## 作業内容
1 – 猪熊弦一郎の記事から、「古野さんが猪熊先生の作品に初」を含む語句で始まり「なってほしい』『美術館は心の病院』など。」で終わる部分を一字一句変えずに書き出してください。
2 – 猪熊弦一郎の記事によると、美術館には画伯から寄贈された作品がおよそ何点所蔵されていますか。
3 – 次の記述(a)〜(c)がそれぞれ猪熊弦一郎の記事の内容と一致するかどうかを「はい」か「いいえ」で答え、判断の根拠となる記事中の語句をそのまま引用してください。
(a) 古野さんは1997年から美術館に勤めている。
(b) 画伯は藤島武二から、作品を手放すように教えられた。
(c) 古野さんが初めて出会った猪熊作品は、丸亀高等学校の図書室にかけられた壁画だった。

## 本文抜粋
++++++++++

丸亀が生んだ画家 猪熊弦一郎

MIMOCAの魅力を学芸員に聞く

~世界一!猪熊作品のコレクション美術館~ 取材協力:学芸員 古野華奈子さん

古野さんが猪熊先生の作品に初めて出会ったのは、通っていた丸亀高等学校内図書室にかけられた壁画「風車と太陽」を見たときだった。初めての抽象画を前に「とてもきれいな絵」と感動したという。1997年から美術館に勤めて以来、猪熊アートと共に歩み、その魅力をずっと感じてきている。

美術館には画伯から寄贈された作品約2万点が所蔵されている。個人名の付いた美術館は全国にたくさんあるが、一人の作家の作品がこんなに集まっていることは極めて珍しいという。その理由には、こんなエピソードがある。

藤島武二に師事していた画伯。「作品は手元に置いておくように」と教えられ、自分の好きな作品は手放すことなく、大切に保管し続けていた。美術館にはそういった作品が集まっているということだ。「猪熊作品のコレクションでは世界一の美術館。猪熊弦一郎を知るには絶好の場所」と古野さん。

画伯の人柄についても「『本当にいい人だった』とよく耳にします」と触れた。その人柄の良さは美術館のあり方に託されているともいう。『自分の作品以外にも、現代美術を伝えてほしい』『子どもが本物に触れることによって、美しいものが分かるようになってほしい』『美術館は心の病院』など。

企画展では世界各国の現代美術を紹介、子どもたちが美術に触れるワークショップ、開放感あふれる素晴らしい建物。至るところに画伯の思いが詰まっている。

古野さんは「これらの役目を担っている美術館なんです。建物そのものが猪熊作品ですね」と笑顔で語ってくれた。

++++++++++

## データ抜粋
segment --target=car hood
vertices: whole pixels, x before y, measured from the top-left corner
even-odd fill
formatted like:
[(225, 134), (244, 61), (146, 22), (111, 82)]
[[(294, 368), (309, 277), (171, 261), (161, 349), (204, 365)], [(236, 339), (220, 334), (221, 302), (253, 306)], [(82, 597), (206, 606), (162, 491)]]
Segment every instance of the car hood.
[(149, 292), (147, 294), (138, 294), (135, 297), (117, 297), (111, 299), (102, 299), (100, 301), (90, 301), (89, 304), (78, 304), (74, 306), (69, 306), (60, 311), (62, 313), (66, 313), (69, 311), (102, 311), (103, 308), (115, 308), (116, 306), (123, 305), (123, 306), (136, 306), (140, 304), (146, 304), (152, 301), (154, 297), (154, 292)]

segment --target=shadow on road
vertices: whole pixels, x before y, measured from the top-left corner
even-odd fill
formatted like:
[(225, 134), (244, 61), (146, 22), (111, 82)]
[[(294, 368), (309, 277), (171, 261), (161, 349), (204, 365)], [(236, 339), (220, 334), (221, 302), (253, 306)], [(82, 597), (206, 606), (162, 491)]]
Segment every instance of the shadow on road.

++++++++++

## 解答一覧
1 –
古野さんが猪熊先生の作品に初めて出会ったのは、通っていた丸亀高等学校内図書室にかけられた壁画「風車と太陽」を見たときだった。初めての抽象画を前に「とてもきれいな絵」と感動したという。1997年から美術館に勤めて以来、猪熊アートと共に歩み、その魅力をずっと感じてきている。

美術館には画伯から寄贈された作品約2万点が所蔵されている。個人名の付いた美術館は全国にたくさんあるが、一人の作家の作品がこんなに集まっていることは極めて珍しいという。その理由には、こんなエピソードがある。

藤島武二に師事していた画伯。「作品は手元に置いておくように」と教えられ、自分の好きな作品は手放すことなく、大切に保管し続けていた。美術館にはそういった作品が集まっているということだ。「猪熊作品のコレクションでは世界一の美術館。猪熊弦一郎を知るには絶好の場所」と古野さん。

画伯の人柄についても「『本当にいい人だった』とよく耳にします」と触れた。その人柄の良さは美術館のあり方に託されているともいう。『自分の作品以外にも、現代美術を伝えてほしい』『子どもが本物に触れることによって、美しいものが分かるようになってほしい』『美術館は心の病院』など。

2 – 約2万点です。

3 –
(a) はい:「1997年から美術館に勤めて以来」
(b) いいえ:「作品は手元に置いておくように」と教えられ
(c) はい:「通っていた丸亀高等学校内図書室にかけられた壁画」